_EXERCISE A:_ In the documentary article, condense the paragraph beginning "As disputes worsened over the direction of the project" into a shorter version that keeps its main facts.
_EXERCISE B:_ Write out everything in the documentary article from "Even a highly" down to "instead of one.", word for word.

───── SELECTED EXCERPT ─────

A documentary intended as a portrayal of a happy family in North Korea has instead become a behind-the-scenes look at how the country’s authorities manipulate appearances.
The film “Under the Sun,” which airs at a film festival in Washington on Thursday, assembles smuggled outtakes to show the inner workings of how a propaganda film is made in North Korea, a country known for fiercely controlling its image.
With a script agreed upon by North Korean officials and Russian documentary filmmaker Vitaly Mansky, the project began as a portrait of a supposedly ordinary 8-year-old girl in Pyongyang named Ri Zin Mi, as she prepares to join the upcoming pageantry for the birthday of Kim Jong Il, the late North Korean leader. They also worked out access to the girl, her family, her home, her school, and even the workplaces of her parents.
It is unclear whether the film crew and the North Koreans ever had the same vision for how the film should turn out. But soon after filming began, the filmmakers began to chafe at the expectations of the North Korean authorities.
“It was completely fake,” said producer Simone Baumann. “They would come to the scene, and would tell the people what they have to do, where they have to sit, how they have to sit, how they have to smile, they would tell them what they have to say.”
‘Say that joyfully’
In scene after scene, the movie reveals the outtakes of North Korean handlers staging each scene for the cameras, instructing everyone on what to do, feeding them lines, and directing them to show more enthusiasm.
In one setup, an official tells factory workers to be more effusive about their work. “One more time. Why is your applause so weak?” he says. At a second factory, the handler feeds the workers lines about productivity and workplace satisfaction. “Say that joyfully,” he adds.
Even a highly decorated war veteran is not immune: a minder interrupts him and tells him to finish up his war stories, and segue to his scripted lines.
And for a scene where the young Zin Mi is tucked into bed, two handlers are seen arranging the shot, right down to the blankets.
As disputes worsened over the direction of the project, North Korean authorities announced they were pulling the plug. But the filmmakers still had the footage, including the outtakes, thanks to a camera that was always rolling, and a recording system that used two memory cards instead of one.
Baumann said North Korean censors would review the footage every night and delete clips they did not approve of. But the camera crew, risking unknown consequences if they were caught, kept a duplicate memory card of each shoot.
“The camerawoman is very brave. She put [the memory card] in her trousers when she went to the toilet,” said Baumann. “They gave one of them to the North Koreans, and the second one they took with them.”
Using the smuggled footage, the filmmakers decided to continue the project, unauthorized, as a behind-the-scenes exposé. “We decided we had to show that everything is staged,” said Baumann.

───── SUPPLIED RECORDS ─────

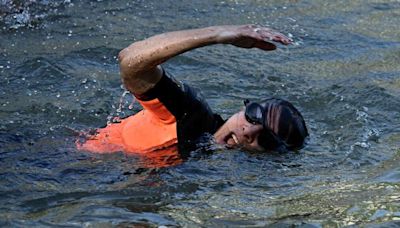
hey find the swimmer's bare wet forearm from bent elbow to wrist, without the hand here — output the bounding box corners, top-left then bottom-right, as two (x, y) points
(119, 27), (219, 93)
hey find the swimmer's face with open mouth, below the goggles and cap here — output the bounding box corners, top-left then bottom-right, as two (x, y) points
(214, 110), (265, 151)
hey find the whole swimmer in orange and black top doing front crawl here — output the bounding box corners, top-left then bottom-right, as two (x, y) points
(77, 25), (308, 154)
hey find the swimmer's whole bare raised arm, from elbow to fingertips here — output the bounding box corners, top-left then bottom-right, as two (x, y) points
(119, 25), (292, 94)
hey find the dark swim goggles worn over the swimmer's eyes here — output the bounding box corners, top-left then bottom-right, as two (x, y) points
(243, 99), (290, 152)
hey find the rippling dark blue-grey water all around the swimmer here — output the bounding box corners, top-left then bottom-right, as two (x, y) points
(0, 0), (400, 227)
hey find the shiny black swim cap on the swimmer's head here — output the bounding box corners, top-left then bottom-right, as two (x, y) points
(258, 98), (308, 151)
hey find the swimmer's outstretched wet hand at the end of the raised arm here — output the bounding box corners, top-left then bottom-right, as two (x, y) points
(218, 25), (293, 51)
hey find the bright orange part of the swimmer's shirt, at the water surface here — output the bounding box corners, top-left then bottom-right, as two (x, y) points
(76, 98), (178, 153)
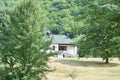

─────

_ANSWER SPACE A:_ When disputes over the project's direction worsened, North Korean authorities shut it down. The filmmakers still had the footage, outtakes included, because the camera was always rolling and the recording system used two memory cards instead of one.

_ANSWER SPACE B:_
Even a highly decorated war veteran is not immune: a minder interrupts him and tells him to finish up his war stories, and segue to his scripted lines.
And for a scene where the young Zin Mi is tucked into bed, two handlers are seen arranging the shot, right down to the blankets.
As disputes worsened over the direction of the project, North Korean authorities announced they were pulling the plug. But the filmmakers still had the footage, including the outtakes, thanks to a camera that was always rolling, and a recording system that used two memory cards instead of one.